» **PASAJE DE LECTURA**
Por: Jorge Zepeda Patterson en Sinembargo
No importa quien quede en la Presidencia, de lo que podemos
estar seguros hoy en día es que será una mediocridad. Es una afirmación de
Joseph Epstein, el aclamado ensayista, quien afirma que la pobreza ética e
intelectual de los políticos no es la excepción, sino la regla y cita a Lord
Bryce que en 1888 afirmaba: “El votante norteamericano común no objeta la
mediocridad. Tiene una concepción más pobre de las cualidades requeridas para
ser un hombre de estado que su equivalente en Europa. Él quiere que sus
candidatos tengan sentido común, vigor y sobre todo carisma; y no aprecia,
porque no ve la necesidad de ello, originalidad o profundidad, una cultura fina
o un amplio conocimiento”.
Para confirmar que eso no ha cambiado, Epstein nos
pide recordar a los presidentes Ford, Carter, Reagan, Bush, Clinton y Obama.
Habría que preguntarnos si tal es el caso también en México. Nadie puede acusar
a Peña Nieto de ser un hombre ilustrado, culto o profundo. Aunque bien mirado,
podríamos extenderlo al resto del mundo. Berlusconis y Sarkozys abundan por
todos lados y en cambio rara vez nos encontramos a los Nelson Mandela o Václav
Havel. Lord Bryce lo decía tajantemente desde el siglo XIX: “Rara vez los
grandes hombres son elegidos presidentes. Primero, porque los grandes hombres
rara vez se dedican a la política; segundo, porque los métodos de elección no
los elevan a la cima; y porque en períodos tranquilos no son en absoluto
necesarios”. [1] ¿Son grandes hombres los presidentes, senadores y gobernadores
que tenemos en México? Supongo que ni el militante más abyecto podría responder
en positivo. ¿Fox, Calderón, Zedillo, Salinas, López Portillo han tenido madera
de estadistas? La pregunta se responde sola si atendemos al calamitoso estado
en que se encuentra el país, presa de los monopolios y de los poderes factuales
incluyendo el narcotráfico. Salvo algunas características aisladas como los arranques
oratorios de Jolopo, las ambiciones transexenales de Salinas, el carisma
campechano de Fox, la modestia de Zedillo y la … (póngale usted el adjetivo) de
Calderón, los mandatarios recientes son más bien una mezcla de virtudes y
defectos no muy diferente a la de los hombres de a pie. No creo que Lord Bryce
hubiera cambiado mucho su criterio tras una cena con el actual huésped de Los
Pinos, y mucho menos con el futuro mandamás de la casa presidencial.

» **FILAS LISTADAS**
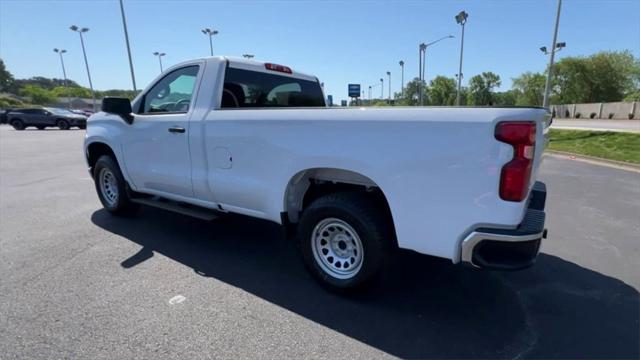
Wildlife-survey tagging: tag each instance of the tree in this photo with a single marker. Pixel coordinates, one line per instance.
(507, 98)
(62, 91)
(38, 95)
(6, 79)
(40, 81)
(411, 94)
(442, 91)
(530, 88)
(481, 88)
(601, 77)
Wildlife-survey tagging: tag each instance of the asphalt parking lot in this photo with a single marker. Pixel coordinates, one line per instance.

---

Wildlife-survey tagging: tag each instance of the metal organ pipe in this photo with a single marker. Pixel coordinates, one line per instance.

* * *

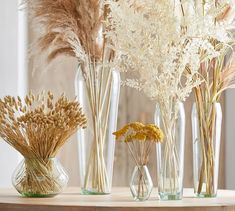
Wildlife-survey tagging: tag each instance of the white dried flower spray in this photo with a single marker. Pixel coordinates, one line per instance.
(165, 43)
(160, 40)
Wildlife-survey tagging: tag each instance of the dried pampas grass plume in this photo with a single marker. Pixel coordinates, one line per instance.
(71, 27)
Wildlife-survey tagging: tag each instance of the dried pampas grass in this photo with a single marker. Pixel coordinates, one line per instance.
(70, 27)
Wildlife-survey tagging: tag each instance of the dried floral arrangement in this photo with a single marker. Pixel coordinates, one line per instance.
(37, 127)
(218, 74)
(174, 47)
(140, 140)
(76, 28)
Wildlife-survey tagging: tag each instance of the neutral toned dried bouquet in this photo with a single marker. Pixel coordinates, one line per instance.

» **CONJUNTO DE TAREAS**
(1) Duplica el fragmento del pasaje que va desde "Por: Jorge Zepeda" hasta "Clinton y Obama.".
(2) Determina si cada afirmación concuerda con el pasaje y responde sí o no, citando literalmente las palabras del pasaje que lo deciden. (a) Lord Bryce formuló su afirmación sobre el votante norteamericano en 1888. (b) Epstein sostiene que la pobreza ética e intelectual de los políticos es la excepción. (c) Lord Bryce afirma que los grandes hombres suelen dedicarse a la política.
Las filas no intervienen en esto.

» **RESPUESTAS**
(1)
Por: Jorge Zepeda Patterson en Sinembargo
No importa quien quede en la Presidencia, de lo que podemos
estar seguros hoy en día es que será una mediocridad. Es una afirmación de
Joseph Epstein, el aclamado ensayista, quien afirma que la pobreza ética e
intelectual de los políticos no es la excepción, sino la regla y cita a Lord
Bryce que en 1888 afirmaba: “El votante norteamericano común no objeta la
mediocridad. Tiene una concepción más pobre de las cualidades requeridas para
ser un hombre de estado que su equivalente en Europa. Él quiere que sus
candidatos tengan sentido común, vigor y sobre todo carisma; y no aprecia,
porque no ve la necesidad de ello, originalidad o profundidad, una cultura fina
o un amplio conocimiento”.
Para confirmar que eso no ha cambiado, Epstein nos
pide recordar a los presidentes Ford, Carter, Reagan, Bush, Clinton y Obama.

(2)
(a) Sí: "que en 1888 afirmaba".
(b) No: "la pobreza ética e intelectual de los políticos no es la excepción, sino la regla".
(c) No: "porque los grandes hombres rara vez se dedican a la política".